[[ Supplied entries, beginning ]]

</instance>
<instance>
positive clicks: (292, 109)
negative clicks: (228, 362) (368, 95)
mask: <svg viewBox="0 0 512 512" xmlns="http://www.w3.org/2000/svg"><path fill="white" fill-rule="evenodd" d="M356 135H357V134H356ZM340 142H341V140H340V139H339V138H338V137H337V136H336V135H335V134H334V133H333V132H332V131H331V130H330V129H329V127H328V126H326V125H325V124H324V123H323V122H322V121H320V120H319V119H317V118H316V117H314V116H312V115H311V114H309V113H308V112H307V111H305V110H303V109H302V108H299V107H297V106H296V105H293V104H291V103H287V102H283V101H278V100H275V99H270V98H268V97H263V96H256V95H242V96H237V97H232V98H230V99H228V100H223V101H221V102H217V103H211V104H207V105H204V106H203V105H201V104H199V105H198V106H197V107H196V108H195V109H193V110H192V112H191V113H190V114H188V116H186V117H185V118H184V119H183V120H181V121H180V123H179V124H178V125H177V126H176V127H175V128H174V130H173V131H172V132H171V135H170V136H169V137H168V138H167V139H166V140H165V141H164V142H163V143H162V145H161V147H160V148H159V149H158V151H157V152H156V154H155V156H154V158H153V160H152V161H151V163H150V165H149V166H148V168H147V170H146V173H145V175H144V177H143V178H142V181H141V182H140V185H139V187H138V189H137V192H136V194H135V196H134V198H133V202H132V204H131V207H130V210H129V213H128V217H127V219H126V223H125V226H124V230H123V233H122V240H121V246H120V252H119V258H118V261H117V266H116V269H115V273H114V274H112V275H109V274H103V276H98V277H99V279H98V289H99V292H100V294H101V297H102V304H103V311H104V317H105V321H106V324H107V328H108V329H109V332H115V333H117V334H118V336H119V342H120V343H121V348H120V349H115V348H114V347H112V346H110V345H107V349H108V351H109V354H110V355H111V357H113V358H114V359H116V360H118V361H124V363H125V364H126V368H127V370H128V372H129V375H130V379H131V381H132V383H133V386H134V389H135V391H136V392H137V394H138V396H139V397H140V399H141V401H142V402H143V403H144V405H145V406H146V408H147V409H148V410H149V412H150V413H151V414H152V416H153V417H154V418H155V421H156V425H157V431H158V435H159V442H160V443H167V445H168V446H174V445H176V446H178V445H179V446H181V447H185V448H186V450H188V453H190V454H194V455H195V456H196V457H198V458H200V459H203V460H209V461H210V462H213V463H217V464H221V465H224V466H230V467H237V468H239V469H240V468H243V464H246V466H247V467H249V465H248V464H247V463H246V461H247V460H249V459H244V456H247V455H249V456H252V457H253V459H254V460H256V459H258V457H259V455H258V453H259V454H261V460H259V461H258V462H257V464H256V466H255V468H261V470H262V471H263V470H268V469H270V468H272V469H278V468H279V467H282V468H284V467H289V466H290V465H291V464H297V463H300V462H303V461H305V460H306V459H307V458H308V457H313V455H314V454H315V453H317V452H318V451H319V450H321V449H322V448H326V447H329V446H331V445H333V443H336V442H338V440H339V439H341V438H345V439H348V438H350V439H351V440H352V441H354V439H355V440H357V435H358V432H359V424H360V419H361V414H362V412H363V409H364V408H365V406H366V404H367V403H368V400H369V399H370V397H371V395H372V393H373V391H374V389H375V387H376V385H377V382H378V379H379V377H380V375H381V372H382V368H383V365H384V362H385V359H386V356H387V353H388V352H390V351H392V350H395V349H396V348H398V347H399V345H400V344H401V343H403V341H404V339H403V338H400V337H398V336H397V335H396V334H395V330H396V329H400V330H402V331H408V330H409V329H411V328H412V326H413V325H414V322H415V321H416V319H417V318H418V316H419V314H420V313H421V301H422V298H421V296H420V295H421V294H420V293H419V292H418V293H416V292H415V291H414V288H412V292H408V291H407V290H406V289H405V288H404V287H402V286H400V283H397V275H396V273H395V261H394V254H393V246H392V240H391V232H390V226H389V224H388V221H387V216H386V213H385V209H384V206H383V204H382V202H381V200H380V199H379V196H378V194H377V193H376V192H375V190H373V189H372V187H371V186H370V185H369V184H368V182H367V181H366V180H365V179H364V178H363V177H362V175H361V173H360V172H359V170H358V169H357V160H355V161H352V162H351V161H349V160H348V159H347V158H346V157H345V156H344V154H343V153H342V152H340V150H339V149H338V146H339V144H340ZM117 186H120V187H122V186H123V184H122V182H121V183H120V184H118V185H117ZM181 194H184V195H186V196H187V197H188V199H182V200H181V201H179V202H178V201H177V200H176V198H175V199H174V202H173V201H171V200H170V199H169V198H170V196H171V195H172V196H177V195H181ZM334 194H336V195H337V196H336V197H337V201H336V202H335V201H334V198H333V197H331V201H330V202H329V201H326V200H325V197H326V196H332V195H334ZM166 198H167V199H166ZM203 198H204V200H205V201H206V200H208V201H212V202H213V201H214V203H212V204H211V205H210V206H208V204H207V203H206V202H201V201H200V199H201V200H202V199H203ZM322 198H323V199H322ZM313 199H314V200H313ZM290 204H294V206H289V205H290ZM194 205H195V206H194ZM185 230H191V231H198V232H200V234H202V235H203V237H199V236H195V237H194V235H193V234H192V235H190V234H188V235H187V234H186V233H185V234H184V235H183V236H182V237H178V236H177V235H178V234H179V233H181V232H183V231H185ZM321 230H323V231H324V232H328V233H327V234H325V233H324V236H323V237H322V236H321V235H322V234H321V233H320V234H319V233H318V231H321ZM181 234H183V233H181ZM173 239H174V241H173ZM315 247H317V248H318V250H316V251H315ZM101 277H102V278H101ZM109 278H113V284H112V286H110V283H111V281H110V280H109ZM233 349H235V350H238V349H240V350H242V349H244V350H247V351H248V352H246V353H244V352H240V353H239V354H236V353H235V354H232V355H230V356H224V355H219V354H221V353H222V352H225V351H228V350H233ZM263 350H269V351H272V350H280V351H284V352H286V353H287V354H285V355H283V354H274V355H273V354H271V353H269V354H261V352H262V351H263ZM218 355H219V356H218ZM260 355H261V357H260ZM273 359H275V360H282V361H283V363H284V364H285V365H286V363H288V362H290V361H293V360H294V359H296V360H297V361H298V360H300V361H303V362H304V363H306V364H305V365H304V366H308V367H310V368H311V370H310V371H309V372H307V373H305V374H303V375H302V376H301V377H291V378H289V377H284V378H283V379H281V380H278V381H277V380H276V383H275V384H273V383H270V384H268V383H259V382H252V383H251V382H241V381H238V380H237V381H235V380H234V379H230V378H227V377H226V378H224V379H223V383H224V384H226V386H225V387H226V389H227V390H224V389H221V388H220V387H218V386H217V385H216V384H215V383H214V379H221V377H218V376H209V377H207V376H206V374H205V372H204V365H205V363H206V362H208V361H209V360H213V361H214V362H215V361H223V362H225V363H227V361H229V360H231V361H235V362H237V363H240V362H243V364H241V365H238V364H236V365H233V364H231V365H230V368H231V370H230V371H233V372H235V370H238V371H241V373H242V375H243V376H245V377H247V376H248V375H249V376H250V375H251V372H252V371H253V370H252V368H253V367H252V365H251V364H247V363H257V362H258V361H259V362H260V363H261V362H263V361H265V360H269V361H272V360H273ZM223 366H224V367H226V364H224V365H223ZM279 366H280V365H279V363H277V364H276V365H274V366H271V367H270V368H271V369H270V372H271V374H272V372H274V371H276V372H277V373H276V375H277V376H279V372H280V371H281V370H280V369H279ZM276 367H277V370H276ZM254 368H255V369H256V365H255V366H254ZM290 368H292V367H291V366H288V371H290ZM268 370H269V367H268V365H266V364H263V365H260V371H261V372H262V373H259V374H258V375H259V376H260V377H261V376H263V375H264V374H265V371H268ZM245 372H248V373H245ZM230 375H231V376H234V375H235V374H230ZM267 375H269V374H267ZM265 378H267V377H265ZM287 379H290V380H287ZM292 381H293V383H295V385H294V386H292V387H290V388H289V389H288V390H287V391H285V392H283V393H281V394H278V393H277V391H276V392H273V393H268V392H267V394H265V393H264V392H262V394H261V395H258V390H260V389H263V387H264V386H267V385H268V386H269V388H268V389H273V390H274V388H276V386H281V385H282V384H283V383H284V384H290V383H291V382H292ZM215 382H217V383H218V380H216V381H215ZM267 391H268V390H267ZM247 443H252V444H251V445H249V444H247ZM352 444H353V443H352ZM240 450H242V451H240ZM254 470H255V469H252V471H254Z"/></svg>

[[ Supplied entries, end ]]

Copy the lines from the start of the rows through the line containing "negative clicks: (228, 362) (368, 95)", including both ends.

</instance>
<instance>
positive clicks: (292, 109)
negative clicks: (228, 362) (368, 95)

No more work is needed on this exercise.